## TEXTO SELECIONADO
══════════════════════════════

A passagem bíblica que mostra Jesus entre os doutores da lei, exclusiva do Evangelho de Lucas, causa-nos uma certa inquietação sobre a maneira como os seus pais lidaram com aquele fato.

Anualmente, os judeus tinham que ir a Jerusalém para celebrarem a Páscoa no Templo. O Pessach era uma das três festas de participação obrigatória, conforme determinava a legislação mosaica (Ex 23:14-17; 34:23), sendo também uma espécie de Indenpendence Day dos israelitas porque relembra até hoje a libertação dos antigos ancestrais do povo quando as doze tribos ainda eram escravas no Egito.

Entretanto, quando Jesus tinha seus 12 anos, ocorreu uma situação diferente. Terminada a Páscoa, José e Maria partiram para Nazaré sem o filho e, no caminho, deram falta dele. Supondo que estivesse entre os companheiros de viagem, procuraram entre os parentes e conhecidos. Sem êxito, voltaram para Jerusalém. E, somente três dias depois, acharam-no no Templo, no meio dos teólogos judaicos da época, "ouvindo-os e interrogando-os".

"Logo que seus pais o viram, ficaram maravilhados; e sua mãe lhe disse: Filho, por que fizeste assim conosco? Teu pai e eu, aflitos, estamos à tua procura. Ele lhes respondeu: Por que me procuráveis? Não sabíeis que me cumpria estar na casa de meu Pai. Não compreenderam, porém, as palavras que lhes dissera. E desceu com eles para Nazaré; e era-lhes submisso. Sua mãe, porém, guardava todas estas coisas no coração." (Lc 2:48-51; ARA)

══════════════════════════════

## PERGUNTAS
1. Responda a estas perguntas com base no texto selecionado:
(a) Em qual Evangelho aparece, com exclusividade, a passagem de Jesus entre os doutores da lei?
(b) Que idade Jesus tinha quando aconteceu a situação diferente?
(c) Depois de quantos dias José e Maria o encontraram no Templo?
2. Resuma o texto selecionado em duas frases.

## DADOS DO EXERCÍCIO
══════════════════════════════

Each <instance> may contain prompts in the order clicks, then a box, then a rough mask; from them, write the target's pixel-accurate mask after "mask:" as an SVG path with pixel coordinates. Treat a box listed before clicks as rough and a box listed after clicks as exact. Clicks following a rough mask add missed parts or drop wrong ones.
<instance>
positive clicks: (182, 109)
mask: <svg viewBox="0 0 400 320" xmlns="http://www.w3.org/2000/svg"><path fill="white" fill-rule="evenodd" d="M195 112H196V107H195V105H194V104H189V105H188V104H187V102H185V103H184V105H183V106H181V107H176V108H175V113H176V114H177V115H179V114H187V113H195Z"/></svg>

══════════════════════════════

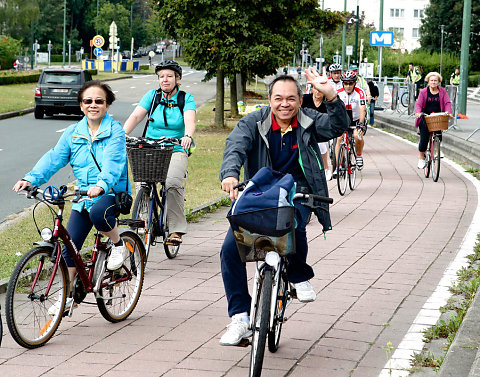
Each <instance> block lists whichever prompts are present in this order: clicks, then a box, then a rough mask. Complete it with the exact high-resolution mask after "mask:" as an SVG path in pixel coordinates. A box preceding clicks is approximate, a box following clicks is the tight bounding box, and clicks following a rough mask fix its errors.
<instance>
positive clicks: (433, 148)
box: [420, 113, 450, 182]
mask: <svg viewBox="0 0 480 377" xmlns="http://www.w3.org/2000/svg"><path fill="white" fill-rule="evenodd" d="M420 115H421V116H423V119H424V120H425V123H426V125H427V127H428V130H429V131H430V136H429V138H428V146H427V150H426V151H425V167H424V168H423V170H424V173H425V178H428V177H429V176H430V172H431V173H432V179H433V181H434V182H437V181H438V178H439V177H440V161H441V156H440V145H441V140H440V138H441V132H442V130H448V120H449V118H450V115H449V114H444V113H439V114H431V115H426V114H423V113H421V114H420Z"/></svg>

══════════════════════════════

## RESPOSTAS POR TAREFA
1.
(a) No Evangelho de Lucas.
(b) Ele tinha 12 anos.
(c) Três dias depois.

2. Todo ano, os judeus iam a Jerusalém celebrar a Páscoa no Templo, uma festa obrigatória que relembra a libertação do povo da escravidão no Egito. Quando Jesus tinha 12 anos, José e Maria voltaram para Nazaré sem ele e só o acharam três dias depois, no Templo, entre os teólogos judaicos, e não compreenderam a resposta que ele lhes deu.